* **Task prompt**
List each line of the rows below that contains the string "field". Copy every such line in full, and treat uppercase and lowercase letters as different.

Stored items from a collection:
<<<<

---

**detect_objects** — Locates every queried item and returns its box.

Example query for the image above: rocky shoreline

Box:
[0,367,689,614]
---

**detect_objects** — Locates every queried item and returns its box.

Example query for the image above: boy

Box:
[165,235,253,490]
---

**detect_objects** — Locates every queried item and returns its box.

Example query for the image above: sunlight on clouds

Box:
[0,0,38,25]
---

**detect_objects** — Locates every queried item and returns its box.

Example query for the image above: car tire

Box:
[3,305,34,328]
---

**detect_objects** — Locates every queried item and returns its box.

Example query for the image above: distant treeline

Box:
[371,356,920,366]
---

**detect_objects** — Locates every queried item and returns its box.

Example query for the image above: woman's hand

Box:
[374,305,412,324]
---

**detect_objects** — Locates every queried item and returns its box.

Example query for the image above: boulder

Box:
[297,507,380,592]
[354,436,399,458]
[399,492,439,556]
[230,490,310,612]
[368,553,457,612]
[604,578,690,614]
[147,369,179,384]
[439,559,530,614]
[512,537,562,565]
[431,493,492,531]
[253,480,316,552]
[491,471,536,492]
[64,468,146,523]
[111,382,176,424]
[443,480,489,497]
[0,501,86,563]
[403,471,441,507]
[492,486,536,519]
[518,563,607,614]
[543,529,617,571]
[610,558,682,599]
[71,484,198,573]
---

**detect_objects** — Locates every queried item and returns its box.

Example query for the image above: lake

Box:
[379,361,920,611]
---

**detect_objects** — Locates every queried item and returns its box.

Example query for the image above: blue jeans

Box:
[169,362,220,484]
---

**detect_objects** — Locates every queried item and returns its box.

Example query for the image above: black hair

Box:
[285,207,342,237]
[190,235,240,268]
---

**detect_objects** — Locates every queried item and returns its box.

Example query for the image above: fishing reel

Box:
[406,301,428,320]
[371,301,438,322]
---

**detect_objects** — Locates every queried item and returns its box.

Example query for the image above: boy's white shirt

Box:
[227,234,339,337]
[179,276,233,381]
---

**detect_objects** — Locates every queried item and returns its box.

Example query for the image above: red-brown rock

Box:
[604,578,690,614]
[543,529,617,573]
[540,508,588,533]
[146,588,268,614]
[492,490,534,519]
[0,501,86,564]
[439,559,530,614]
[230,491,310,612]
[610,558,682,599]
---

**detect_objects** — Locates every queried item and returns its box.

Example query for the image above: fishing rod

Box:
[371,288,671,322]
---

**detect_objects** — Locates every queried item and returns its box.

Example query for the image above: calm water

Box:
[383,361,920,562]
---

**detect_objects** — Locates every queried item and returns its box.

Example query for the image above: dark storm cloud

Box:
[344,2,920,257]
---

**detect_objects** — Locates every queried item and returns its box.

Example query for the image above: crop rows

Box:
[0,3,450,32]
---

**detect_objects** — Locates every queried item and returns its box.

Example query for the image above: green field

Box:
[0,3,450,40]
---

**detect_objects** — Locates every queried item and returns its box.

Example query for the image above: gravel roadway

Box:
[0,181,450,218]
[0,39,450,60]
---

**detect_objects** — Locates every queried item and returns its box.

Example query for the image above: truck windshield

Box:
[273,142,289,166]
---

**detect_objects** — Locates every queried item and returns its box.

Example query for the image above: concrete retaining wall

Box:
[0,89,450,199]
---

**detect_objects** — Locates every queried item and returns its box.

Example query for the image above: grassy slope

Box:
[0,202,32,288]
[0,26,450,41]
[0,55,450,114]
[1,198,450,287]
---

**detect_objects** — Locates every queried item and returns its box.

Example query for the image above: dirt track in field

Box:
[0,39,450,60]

>>>>

* **Output of the task**
Example query for the image above: green field
Example query for the image above: dirt track in field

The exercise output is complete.